(Records from an annotation dataset)
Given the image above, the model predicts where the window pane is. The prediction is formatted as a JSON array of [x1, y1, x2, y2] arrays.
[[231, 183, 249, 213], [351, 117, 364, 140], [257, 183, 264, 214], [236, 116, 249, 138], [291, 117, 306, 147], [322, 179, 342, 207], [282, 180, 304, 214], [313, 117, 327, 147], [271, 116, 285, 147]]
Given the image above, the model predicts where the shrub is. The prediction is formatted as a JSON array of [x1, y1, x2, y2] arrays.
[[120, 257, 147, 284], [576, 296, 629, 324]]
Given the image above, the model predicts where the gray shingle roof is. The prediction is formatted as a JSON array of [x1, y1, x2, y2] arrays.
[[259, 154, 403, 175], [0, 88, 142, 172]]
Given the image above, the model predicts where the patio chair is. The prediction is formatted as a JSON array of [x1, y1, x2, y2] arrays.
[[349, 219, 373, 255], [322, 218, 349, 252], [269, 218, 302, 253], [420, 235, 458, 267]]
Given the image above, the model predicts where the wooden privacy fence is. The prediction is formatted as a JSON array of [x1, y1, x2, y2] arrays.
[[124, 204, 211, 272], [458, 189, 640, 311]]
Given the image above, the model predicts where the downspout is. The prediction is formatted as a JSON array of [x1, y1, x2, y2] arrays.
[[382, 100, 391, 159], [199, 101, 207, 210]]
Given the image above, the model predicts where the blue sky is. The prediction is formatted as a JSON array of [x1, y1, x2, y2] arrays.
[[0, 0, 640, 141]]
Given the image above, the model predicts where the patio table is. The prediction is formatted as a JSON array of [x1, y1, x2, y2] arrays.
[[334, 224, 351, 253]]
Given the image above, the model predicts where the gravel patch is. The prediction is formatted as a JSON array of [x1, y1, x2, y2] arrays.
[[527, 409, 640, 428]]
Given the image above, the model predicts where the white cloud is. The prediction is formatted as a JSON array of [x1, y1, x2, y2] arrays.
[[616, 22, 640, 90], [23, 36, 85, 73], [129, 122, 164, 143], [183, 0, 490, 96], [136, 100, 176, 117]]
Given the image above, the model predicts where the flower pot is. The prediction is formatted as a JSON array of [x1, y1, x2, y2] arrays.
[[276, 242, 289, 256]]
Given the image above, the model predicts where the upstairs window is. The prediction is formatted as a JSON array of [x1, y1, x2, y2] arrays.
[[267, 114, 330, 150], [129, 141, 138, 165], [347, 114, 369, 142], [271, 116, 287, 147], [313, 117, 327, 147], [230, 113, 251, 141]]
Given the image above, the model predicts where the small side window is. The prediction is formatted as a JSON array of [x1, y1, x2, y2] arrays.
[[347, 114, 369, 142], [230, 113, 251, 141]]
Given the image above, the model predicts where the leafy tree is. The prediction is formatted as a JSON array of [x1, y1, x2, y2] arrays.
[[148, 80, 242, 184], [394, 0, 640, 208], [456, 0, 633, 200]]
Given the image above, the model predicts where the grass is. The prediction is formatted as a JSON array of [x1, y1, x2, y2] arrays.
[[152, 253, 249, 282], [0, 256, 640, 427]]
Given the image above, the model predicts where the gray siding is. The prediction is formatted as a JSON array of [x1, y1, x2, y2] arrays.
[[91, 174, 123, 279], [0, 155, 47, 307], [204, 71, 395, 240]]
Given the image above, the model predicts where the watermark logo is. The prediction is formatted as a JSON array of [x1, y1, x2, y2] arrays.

▶ [WORK INSTRUCTIONS]:
Copy all of the records above word for word, keeping every line unchanged.

▶ [EXERCISE RESPONSE]:
Given the image above, the model predicts where the window pane is. The prediction is formatted as a JSON array of [x1, y1, x2, y2] arrays.
[[231, 183, 249, 213], [351, 117, 364, 140], [257, 183, 264, 214], [236, 116, 249, 138], [291, 117, 306, 147], [322, 179, 342, 207], [282, 180, 304, 214], [313, 117, 327, 147], [271, 116, 285, 147]]
Given the image above, the model predicts where the shrub is. The prediction is formatted as a JSON array of [x1, y1, x2, y2] arrays.
[[120, 257, 147, 284], [576, 296, 629, 324]]
Given the image above, the model predicts where the gray shingle roof is. The prediction is formatted as a JSON array of [x1, y1, x2, y2] arrays.
[[259, 154, 403, 175], [0, 88, 142, 172]]
Given the image above, the model predicts where the patio chair is. The prediction is formatted as a JSON array of [x1, y1, x2, y2] arrays.
[[349, 219, 373, 255], [322, 218, 349, 252], [269, 218, 302, 253], [420, 235, 458, 267]]
Given the image above, the model predicts where the wooden privacy fence is. The prediction is formatted as a JSON array of [x1, y1, x2, y2] arrays.
[[124, 204, 211, 272], [458, 189, 640, 311]]
Given the image above, the model predicts where the downspout is. The prediction is formatted as a JSON array of [x1, y1, x2, y2] arrays.
[[382, 100, 391, 159], [199, 101, 207, 210]]
Given the image above, the model predicts where the blue sky is. The prediction is formatted as a JSON array of [x1, y1, x2, y2] arrays.
[[0, 0, 640, 141]]
Given the image above, the model predicts where the patio table is. The prediction is formatted as a JSON array of [x1, y1, x2, y2] arrays.
[[334, 224, 351, 253]]
Given the image above, the model predicts where the gravel patch is. The prediction is formatted as a JSON array of [x1, y1, x2, y2] arrays.
[[527, 409, 640, 428]]
Given the image above, the model predicts where the white cloud is. The prediction is formatted as a JSON array of [x1, y1, x2, y2] arrays.
[[616, 22, 640, 90], [23, 36, 85, 73], [129, 122, 164, 143], [183, 0, 490, 96], [136, 100, 176, 117]]
Given the image above, the model predicts where the flower pot is. The prediction is formatted as a JSON array of [x1, y1, x2, y2] arrays.
[[276, 242, 289, 256]]
Given the image above, the model predicts where the upstairs window is. The prediction is formatted as a JSON array of [x1, y1, x2, y2] arrays.
[[267, 114, 330, 150], [129, 141, 138, 165], [347, 114, 369, 142], [271, 116, 287, 147], [313, 117, 327, 147], [230, 113, 251, 141]]
Given the image above, the model predicts where the small side window is. The prediction is formatted as a JSON array of [x1, y1, x2, y2] arrays.
[[347, 114, 369, 142], [230, 113, 251, 141]]
Given the image above, the model predicts where the leafy tree is. The prediction is formatted as a JSON array of [x1, y1, x2, y2] arrays.
[[148, 80, 242, 184], [394, 0, 640, 208], [456, 0, 633, 200]]
Given the image above, the model predicts where the grass is. The prediction is formatted as a JSON array of [x1, y1, x2, y2] arrays.
[[152, 253, 249, 282], [0, 256, 640, 427]]
Given the image above, the model predicts where the gray siding is. The prediction is formatted as a JSON array of [x1, y1, x2, y2] arrays.
[[91, 174, 123, 279], [0, 155, 47, 307], [204, 71, 395, 240]]
Given the image above, the model predicts where the watermark logo is. The prediction is formatted as a JSON array of [x1, y1, x2, y2] arrays.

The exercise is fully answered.